WHAT YOU WILL DO
Take the line containing "As a warehouse robot's perception module, locate man's ear" and every line after it in the data below, and print them exactly as given, with nothing else.

--- Start ---

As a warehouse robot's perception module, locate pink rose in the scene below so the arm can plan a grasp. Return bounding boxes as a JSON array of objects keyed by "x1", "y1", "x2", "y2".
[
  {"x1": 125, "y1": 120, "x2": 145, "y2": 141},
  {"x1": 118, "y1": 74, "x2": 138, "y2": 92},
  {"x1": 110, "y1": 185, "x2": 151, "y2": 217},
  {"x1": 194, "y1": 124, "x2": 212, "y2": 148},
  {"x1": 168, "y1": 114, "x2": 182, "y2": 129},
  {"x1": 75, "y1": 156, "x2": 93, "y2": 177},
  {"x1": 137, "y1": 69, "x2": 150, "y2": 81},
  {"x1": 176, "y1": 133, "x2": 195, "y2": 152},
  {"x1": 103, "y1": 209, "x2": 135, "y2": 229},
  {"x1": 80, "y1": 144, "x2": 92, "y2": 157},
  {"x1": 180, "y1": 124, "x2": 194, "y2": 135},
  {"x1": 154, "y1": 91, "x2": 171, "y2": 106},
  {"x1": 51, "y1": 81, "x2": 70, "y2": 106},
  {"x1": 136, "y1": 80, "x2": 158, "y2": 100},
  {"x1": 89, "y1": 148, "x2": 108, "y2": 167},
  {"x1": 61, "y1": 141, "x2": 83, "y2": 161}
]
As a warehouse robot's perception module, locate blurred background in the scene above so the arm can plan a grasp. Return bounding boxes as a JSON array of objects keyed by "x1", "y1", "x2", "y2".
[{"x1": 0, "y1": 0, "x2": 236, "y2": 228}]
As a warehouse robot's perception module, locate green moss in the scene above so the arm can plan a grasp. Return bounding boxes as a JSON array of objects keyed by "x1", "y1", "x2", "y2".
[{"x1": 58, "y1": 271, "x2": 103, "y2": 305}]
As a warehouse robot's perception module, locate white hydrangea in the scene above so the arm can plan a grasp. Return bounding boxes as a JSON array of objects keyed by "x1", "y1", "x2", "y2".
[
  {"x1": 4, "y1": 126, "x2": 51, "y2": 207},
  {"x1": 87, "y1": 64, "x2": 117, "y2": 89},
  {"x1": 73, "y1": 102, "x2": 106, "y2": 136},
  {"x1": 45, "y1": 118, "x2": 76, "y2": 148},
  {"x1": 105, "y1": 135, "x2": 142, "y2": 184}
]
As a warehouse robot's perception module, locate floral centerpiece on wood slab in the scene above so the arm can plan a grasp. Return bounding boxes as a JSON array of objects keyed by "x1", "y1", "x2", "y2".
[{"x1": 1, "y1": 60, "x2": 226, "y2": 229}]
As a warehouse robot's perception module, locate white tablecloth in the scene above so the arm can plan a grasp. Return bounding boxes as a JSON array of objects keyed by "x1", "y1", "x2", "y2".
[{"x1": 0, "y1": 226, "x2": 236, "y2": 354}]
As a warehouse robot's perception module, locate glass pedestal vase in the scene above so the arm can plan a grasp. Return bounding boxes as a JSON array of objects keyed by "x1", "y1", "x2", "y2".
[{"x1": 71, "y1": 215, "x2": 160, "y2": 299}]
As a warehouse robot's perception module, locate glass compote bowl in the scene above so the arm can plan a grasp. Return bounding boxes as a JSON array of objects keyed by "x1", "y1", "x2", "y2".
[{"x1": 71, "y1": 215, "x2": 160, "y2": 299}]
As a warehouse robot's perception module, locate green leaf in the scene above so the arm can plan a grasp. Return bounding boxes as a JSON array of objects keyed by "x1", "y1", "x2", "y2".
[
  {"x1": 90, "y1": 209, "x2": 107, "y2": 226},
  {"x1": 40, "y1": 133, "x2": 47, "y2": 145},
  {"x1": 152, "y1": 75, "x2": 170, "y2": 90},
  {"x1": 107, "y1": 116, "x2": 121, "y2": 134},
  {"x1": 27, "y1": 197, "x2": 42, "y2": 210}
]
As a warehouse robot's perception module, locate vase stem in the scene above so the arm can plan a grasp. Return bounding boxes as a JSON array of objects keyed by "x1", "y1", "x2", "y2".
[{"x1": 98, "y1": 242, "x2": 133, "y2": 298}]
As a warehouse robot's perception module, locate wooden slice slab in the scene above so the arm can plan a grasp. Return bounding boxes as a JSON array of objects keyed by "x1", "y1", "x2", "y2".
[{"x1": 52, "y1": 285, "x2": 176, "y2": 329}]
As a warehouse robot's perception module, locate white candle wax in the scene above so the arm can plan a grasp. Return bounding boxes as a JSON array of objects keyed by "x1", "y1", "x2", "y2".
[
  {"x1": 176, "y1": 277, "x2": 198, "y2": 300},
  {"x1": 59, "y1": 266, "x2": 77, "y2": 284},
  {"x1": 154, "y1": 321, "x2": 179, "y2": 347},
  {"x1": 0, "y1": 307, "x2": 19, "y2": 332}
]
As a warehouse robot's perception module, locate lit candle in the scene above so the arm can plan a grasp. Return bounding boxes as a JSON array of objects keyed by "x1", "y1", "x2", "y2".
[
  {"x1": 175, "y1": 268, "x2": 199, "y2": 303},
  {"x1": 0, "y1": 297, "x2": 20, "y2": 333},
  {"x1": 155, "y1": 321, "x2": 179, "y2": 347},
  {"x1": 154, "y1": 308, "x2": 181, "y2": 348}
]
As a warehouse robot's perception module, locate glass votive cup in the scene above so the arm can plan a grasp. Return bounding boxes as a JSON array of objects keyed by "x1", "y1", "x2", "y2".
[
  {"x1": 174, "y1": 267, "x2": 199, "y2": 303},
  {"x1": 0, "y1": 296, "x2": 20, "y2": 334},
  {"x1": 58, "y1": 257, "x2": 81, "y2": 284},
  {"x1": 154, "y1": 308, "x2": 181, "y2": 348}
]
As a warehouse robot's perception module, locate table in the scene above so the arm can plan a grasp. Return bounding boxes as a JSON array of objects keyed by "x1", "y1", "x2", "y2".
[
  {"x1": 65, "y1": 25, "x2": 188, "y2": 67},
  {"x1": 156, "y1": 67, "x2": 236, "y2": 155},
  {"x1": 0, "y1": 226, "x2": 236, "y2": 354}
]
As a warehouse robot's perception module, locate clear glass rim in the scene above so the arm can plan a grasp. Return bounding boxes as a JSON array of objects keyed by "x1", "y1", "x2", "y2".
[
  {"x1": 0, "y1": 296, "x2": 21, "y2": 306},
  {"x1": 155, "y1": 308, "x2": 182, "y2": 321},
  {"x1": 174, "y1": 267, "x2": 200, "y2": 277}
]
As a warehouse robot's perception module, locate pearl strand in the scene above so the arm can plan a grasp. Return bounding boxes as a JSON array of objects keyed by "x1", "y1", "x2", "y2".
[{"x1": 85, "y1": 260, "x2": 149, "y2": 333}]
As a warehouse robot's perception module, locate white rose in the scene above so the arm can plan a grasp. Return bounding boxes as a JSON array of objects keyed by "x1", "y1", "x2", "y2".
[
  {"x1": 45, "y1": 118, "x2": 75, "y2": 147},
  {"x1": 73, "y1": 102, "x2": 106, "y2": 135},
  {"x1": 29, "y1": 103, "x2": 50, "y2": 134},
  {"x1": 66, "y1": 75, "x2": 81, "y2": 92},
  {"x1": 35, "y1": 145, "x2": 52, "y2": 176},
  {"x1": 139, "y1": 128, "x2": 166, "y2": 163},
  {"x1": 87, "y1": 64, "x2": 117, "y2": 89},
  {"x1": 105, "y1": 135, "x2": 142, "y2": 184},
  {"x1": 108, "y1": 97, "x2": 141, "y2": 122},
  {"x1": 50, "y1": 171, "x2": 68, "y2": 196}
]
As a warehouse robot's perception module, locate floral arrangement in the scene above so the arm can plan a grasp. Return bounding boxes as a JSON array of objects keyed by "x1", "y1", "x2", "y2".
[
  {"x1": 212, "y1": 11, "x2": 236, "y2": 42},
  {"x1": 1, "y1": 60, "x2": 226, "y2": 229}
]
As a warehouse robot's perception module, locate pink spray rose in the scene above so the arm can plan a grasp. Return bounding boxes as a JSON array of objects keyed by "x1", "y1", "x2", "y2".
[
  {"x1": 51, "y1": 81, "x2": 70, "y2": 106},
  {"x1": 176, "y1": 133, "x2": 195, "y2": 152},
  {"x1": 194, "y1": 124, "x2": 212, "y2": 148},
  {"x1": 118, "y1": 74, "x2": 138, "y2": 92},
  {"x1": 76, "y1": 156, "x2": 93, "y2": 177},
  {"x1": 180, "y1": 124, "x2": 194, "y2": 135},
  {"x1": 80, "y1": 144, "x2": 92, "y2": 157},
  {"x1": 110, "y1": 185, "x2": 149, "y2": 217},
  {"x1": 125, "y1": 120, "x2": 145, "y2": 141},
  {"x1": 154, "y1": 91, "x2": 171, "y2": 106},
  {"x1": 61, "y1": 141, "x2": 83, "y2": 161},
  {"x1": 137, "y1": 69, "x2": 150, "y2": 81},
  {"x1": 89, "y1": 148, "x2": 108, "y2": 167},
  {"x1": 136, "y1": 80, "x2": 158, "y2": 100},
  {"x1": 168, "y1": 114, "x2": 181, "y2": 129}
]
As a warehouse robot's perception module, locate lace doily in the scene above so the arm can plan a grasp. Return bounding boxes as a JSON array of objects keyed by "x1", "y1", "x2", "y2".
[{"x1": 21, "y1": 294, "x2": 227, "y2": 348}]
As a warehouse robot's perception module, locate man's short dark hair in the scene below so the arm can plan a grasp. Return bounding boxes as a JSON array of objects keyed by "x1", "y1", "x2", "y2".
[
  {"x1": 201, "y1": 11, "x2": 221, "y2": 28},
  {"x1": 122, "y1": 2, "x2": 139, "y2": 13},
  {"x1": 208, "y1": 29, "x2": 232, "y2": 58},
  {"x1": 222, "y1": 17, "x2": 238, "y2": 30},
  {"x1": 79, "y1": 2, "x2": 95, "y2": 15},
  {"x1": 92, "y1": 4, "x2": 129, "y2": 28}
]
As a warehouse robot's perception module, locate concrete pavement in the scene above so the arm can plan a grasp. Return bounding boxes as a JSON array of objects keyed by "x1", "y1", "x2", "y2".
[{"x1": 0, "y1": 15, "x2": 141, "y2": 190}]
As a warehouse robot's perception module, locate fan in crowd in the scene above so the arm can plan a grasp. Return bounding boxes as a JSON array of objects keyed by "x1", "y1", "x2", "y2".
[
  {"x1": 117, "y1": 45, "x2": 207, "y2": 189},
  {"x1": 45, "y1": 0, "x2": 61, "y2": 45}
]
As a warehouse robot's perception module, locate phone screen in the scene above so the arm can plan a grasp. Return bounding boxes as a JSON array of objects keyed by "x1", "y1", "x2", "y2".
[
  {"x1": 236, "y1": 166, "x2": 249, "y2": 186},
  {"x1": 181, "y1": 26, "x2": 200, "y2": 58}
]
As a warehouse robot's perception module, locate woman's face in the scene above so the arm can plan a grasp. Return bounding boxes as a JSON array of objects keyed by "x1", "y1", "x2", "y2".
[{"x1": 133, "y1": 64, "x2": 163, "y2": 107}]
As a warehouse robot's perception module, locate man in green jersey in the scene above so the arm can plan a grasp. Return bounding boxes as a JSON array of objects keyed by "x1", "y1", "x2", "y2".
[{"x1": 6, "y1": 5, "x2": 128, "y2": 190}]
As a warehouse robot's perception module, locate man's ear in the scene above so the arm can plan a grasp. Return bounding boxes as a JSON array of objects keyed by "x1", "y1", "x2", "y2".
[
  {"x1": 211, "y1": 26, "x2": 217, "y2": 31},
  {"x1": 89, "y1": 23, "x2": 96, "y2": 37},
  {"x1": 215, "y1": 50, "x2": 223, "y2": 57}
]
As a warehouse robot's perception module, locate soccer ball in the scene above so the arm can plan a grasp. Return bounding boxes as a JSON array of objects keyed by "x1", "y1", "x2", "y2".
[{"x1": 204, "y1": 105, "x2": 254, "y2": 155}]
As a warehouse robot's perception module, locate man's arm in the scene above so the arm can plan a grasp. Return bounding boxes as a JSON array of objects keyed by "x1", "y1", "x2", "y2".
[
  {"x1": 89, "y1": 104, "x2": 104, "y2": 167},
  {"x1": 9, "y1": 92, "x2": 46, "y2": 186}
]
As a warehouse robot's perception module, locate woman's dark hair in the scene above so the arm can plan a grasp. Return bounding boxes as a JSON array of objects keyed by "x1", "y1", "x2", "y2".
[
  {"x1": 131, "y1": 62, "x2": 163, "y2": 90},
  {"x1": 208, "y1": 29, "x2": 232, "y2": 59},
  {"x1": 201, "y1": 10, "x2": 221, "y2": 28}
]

--- End ---

TASK SOLUTION
As a warehouse robot's perception module, locate man's ear in the scene above so the arm can plan a grasp. Return bounding boxes as a JSON array of objects keyed by "x1", "y1", "x2", "y2".
[
  {"x1": 211, "y1": 26, "x2": 217, "y2": 31},
  {"x1": 89, "y1": 23, "x2": 96, "y2": 37},
  {"x1": 215, "y1": 50, "x2": 223, "y2": 57}
]
As a warehouse robot's perception module, locate soccer ball in the scene above so the arm can plan a grasp. Return bounding boxes as a JSON array of objects keyed by "x1", "y1", "x2", "y2".
[{"x1": 204, "y1": 105, "x2": 254, "y2": 155}]
As a warehouse robot's perception module, locate man's arm in the scene above so the arm can plan a grasp. Return bounding boxes as a JSON array of objects keyed by "x1", "y1", "x2", "y2".
[
  {"x1": 89, "y1": 104, "x2": 104, "y2": 167},
  {"x1": 9, "y1": 92, "x2": 46, "y2": 186}
]
As a warehouse robot's perception module, locate woman's dark hair in the scene above so the arm can plan a grasp. Return bounding boxes as a JSON array of objects keyed by "x1", "y1", "x2", "y2".
[
  {"x1": 131, "y1": 62, "x2": 163, "y2": 90},
  {"x1": 208, "y1": 29, "x2": 232, "y2": 59},
  {"x1": 201, "y1": 10, "x2": 221, "y2": 28}
]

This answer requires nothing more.